(Aim): Render the data as a numbered list without blank lines, covering only the part that opens with the line containing "TARGET = neck" and runs through the end of the data, both ends included.

(Provided entries):

⁂

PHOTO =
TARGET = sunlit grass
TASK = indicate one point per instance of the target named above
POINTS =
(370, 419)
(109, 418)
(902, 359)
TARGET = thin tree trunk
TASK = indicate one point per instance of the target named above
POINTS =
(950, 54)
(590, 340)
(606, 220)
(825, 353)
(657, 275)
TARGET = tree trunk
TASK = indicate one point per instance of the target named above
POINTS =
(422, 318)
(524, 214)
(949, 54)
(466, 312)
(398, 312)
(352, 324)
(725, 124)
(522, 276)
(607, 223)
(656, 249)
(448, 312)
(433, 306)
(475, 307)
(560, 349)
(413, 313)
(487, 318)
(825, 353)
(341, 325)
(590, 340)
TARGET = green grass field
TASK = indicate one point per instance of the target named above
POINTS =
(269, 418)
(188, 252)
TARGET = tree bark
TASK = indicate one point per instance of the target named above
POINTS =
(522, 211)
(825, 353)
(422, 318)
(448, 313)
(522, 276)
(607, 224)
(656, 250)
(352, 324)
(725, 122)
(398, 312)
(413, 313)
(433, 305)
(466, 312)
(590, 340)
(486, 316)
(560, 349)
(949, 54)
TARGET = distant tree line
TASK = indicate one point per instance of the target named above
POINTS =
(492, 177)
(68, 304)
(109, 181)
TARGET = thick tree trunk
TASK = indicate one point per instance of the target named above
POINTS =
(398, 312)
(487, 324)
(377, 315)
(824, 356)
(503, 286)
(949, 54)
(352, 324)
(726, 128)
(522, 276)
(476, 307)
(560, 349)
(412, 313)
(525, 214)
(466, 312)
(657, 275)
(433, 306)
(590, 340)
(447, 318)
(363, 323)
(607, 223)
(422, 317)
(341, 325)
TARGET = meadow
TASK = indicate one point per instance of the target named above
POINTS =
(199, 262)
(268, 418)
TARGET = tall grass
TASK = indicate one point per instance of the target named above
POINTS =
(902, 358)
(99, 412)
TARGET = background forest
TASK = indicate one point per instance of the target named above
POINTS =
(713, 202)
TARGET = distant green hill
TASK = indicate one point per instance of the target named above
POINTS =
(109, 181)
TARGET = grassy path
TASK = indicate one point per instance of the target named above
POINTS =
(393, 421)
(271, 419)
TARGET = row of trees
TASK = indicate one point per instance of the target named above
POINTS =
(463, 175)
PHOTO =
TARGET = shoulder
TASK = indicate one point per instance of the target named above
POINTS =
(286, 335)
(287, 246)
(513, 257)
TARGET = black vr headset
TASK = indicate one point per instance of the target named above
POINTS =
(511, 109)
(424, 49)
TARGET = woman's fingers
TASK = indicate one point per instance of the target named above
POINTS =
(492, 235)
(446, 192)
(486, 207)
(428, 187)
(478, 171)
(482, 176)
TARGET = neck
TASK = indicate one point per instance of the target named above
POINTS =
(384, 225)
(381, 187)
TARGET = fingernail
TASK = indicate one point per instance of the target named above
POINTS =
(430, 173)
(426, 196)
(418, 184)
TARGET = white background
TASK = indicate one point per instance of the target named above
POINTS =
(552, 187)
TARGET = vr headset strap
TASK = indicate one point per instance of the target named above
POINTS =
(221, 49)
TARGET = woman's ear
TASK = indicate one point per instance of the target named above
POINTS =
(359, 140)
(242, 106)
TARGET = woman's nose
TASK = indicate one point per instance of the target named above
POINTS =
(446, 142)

⁂

(The output):
1. TARGET = neck
2. TASK = indicate one point per instance of the target named above
3. POINTS =
4. (384, 225)
5. (381, 187)
6. TARGET = fingernail
7. TASK = indicate one point per instance of the target named above
8. POINTS =
9. (430, 173)
10. (426, 196)
11. (418, 184)
12. TARGET = white background
13. TASK = indicate one point per instance of the target named above
14. POINTS =
15. (552, 187)
16. TARGET = vr headset strap
17. TASK = indicate one point per instance of the target named above
18. POINTS =
19. (221, 49)
20. TARGET = woman's ear
21. TASK = indicate one point per instance of the target named above
22. POINTS =
23. (359, 140)
24. (242, 106)
25. TARGET = woman's nose
26. TASK = indicate one point per instance of the target named above
27. POINTS =
28. (446, 142)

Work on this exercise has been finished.